* [THE PROBLEM]:
Wherever the string "background" occurs in a line of these records, report that line.

==== THE DATA

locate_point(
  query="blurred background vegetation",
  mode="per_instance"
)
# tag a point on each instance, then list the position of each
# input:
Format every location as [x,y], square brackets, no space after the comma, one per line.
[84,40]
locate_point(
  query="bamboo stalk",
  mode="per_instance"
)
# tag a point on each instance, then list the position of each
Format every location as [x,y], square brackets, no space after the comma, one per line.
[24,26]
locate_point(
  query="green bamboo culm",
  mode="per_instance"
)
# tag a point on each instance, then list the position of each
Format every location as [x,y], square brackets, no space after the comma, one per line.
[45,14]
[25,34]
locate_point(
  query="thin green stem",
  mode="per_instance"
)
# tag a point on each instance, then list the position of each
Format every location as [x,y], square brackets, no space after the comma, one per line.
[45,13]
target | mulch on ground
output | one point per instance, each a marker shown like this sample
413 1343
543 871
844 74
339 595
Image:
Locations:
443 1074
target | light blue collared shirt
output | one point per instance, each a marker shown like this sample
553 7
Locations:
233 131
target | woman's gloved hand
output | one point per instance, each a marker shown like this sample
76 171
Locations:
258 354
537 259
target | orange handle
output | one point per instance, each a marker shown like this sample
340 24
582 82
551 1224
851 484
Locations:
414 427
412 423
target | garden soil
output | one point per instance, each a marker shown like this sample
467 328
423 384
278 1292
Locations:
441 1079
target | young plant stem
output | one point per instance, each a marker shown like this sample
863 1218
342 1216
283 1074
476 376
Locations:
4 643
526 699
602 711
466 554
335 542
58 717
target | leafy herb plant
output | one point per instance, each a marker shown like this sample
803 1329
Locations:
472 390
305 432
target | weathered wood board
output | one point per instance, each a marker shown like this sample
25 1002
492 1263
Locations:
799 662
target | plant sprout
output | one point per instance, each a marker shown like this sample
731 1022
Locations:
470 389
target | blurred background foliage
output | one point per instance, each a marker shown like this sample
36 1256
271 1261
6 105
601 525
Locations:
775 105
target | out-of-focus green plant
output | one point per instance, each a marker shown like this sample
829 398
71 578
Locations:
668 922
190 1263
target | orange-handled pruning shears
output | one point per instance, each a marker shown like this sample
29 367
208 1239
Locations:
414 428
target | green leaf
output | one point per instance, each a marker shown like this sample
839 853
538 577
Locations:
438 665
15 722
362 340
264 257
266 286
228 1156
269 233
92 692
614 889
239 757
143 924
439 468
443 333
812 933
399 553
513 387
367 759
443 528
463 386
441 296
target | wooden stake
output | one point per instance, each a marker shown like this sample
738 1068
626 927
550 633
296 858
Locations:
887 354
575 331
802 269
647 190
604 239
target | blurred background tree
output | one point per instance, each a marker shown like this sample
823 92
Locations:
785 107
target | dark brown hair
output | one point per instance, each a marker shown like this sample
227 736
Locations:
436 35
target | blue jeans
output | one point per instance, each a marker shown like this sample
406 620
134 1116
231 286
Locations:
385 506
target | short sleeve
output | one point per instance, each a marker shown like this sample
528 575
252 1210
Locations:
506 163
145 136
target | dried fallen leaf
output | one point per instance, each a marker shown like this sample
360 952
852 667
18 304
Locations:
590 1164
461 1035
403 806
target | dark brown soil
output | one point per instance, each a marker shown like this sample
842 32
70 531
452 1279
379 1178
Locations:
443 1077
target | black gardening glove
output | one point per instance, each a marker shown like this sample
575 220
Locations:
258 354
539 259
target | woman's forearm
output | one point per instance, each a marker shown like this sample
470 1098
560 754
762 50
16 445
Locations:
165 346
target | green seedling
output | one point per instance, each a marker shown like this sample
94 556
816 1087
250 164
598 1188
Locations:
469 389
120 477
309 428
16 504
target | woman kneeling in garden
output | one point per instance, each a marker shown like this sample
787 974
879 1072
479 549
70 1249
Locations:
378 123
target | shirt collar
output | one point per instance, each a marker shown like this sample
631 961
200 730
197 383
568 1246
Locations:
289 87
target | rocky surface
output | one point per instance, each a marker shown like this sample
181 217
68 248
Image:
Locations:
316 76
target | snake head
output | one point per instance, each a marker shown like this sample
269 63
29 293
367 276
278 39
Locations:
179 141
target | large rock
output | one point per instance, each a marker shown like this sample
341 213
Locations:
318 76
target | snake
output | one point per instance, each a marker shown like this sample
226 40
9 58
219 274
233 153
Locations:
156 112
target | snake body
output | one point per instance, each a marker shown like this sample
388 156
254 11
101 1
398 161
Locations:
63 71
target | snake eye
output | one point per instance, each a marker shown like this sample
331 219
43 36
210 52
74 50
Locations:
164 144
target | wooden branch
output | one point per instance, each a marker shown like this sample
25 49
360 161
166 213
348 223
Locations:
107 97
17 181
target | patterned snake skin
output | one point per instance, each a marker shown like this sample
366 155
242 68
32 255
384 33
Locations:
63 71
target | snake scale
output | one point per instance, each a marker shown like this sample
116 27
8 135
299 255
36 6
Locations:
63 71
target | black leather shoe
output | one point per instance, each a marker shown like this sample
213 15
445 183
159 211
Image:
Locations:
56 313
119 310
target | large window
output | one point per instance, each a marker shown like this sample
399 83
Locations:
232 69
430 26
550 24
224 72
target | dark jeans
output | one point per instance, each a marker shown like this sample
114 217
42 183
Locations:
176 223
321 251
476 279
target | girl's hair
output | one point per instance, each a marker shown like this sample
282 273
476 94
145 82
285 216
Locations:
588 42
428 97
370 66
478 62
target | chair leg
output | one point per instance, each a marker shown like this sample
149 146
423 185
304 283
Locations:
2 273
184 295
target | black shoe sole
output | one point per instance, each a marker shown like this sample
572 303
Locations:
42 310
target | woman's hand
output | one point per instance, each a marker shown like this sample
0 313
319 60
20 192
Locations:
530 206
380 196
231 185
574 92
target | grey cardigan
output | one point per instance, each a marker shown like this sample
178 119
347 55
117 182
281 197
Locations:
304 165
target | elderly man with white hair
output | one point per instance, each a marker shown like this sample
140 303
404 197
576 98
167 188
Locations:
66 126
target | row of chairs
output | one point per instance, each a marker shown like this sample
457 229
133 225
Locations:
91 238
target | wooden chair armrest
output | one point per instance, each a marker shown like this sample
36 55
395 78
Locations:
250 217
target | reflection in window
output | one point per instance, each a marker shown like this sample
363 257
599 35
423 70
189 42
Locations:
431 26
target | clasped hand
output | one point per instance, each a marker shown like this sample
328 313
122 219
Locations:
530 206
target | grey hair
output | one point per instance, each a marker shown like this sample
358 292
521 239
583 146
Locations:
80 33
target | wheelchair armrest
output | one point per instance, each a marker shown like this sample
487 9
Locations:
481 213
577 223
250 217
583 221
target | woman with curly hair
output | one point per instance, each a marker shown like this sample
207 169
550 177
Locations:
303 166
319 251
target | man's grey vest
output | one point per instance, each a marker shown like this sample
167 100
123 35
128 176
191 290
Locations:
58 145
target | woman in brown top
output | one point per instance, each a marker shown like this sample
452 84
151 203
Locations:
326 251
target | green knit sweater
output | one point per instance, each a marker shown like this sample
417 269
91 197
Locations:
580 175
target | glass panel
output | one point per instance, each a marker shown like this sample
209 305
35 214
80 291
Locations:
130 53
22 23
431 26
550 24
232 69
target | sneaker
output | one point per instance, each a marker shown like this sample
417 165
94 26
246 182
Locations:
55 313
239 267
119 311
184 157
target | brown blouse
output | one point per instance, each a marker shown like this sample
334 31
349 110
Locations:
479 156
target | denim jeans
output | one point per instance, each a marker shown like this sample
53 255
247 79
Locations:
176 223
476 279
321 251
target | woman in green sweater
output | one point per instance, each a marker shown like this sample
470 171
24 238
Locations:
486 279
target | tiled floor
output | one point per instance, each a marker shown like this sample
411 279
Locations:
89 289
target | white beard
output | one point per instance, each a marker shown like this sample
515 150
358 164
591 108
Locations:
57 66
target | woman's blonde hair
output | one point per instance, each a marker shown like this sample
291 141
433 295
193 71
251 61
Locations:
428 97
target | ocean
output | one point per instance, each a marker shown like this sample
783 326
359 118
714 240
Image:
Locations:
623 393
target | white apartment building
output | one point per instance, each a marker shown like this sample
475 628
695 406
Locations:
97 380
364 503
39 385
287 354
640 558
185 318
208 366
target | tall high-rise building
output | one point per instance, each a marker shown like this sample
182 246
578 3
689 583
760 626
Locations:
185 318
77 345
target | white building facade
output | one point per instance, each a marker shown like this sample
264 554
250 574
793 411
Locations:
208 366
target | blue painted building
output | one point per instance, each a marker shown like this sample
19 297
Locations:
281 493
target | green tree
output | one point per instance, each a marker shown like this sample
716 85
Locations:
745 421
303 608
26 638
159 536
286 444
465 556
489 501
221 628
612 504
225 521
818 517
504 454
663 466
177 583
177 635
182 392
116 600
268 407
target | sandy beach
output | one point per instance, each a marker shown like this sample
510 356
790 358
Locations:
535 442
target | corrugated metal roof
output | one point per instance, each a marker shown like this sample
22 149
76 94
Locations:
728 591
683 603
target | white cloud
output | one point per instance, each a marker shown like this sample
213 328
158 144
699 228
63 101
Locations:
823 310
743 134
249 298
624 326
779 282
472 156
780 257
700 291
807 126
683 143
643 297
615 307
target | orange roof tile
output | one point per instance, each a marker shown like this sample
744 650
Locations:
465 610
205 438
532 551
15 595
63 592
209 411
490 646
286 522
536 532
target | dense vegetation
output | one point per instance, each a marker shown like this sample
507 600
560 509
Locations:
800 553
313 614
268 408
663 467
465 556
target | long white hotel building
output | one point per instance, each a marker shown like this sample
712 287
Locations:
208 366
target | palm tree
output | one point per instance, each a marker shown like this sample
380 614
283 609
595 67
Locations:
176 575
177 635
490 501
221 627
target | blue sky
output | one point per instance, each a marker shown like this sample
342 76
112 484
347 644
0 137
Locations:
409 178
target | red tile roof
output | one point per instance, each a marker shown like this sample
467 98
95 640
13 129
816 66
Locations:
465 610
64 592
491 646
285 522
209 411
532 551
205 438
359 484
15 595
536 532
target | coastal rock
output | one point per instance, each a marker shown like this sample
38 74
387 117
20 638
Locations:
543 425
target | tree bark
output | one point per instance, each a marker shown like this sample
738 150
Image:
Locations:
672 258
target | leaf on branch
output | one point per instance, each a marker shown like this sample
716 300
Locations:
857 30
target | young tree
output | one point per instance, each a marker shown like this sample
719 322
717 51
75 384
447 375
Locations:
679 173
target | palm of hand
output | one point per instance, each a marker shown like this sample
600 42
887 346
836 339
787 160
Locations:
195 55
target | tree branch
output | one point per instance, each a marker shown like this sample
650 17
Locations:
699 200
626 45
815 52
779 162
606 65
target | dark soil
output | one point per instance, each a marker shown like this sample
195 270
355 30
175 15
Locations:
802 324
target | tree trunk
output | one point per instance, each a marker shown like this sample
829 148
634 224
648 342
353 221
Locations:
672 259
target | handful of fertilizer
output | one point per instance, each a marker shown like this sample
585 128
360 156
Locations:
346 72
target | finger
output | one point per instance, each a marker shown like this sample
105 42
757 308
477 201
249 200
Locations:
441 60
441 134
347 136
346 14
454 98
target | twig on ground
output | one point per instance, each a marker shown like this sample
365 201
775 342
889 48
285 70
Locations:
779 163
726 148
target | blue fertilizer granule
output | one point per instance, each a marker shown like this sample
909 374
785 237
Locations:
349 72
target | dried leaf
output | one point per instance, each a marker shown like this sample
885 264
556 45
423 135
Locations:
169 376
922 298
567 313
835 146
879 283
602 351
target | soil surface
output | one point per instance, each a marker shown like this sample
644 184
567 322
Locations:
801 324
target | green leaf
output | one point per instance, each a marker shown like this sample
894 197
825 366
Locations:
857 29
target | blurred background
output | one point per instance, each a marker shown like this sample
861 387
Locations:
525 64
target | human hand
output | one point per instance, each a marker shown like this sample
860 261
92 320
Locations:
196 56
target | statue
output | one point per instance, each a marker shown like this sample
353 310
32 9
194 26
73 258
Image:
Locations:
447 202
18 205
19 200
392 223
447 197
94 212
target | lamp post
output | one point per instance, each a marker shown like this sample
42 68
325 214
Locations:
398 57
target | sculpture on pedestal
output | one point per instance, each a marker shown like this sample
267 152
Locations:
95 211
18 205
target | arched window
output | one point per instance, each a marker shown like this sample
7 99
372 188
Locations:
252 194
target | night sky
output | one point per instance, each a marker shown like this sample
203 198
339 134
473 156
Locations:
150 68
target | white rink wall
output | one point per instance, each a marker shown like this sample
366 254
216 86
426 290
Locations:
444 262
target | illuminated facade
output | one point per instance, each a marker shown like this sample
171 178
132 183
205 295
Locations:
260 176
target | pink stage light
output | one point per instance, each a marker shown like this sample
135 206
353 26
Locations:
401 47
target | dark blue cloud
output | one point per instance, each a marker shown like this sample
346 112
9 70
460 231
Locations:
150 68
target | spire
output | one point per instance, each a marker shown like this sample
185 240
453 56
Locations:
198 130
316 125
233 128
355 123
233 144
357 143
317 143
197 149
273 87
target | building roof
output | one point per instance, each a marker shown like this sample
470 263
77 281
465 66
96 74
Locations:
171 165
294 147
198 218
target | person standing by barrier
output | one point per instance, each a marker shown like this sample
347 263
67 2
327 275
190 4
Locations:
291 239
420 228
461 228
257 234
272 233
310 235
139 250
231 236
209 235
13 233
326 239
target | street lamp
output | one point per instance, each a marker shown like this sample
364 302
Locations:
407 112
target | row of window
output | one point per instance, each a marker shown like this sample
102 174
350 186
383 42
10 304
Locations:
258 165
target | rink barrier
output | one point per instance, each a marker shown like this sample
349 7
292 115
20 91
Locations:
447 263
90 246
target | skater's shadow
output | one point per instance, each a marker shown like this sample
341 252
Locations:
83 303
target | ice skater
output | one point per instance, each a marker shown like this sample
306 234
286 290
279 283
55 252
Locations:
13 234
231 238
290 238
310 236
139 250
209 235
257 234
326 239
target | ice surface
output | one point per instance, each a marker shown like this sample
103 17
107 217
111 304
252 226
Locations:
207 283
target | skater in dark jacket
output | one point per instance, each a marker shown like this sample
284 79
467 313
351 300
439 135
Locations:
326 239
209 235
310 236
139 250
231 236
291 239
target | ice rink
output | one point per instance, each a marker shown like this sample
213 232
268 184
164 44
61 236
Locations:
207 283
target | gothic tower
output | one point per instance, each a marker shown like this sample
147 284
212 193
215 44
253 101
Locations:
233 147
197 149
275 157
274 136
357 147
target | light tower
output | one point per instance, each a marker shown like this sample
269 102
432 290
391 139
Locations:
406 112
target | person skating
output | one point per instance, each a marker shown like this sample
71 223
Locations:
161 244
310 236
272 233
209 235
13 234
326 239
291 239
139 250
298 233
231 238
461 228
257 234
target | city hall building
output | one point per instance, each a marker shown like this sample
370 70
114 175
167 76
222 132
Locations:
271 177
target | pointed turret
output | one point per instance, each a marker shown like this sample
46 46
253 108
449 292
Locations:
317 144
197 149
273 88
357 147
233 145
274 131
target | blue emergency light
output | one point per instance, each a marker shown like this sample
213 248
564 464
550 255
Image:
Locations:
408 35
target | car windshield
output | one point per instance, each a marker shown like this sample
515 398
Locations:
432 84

========

* [RESPONSE BOX]:
  query="blurred background vegetation",
target | blurred background foliage
target | blurred background tree
target | blurred background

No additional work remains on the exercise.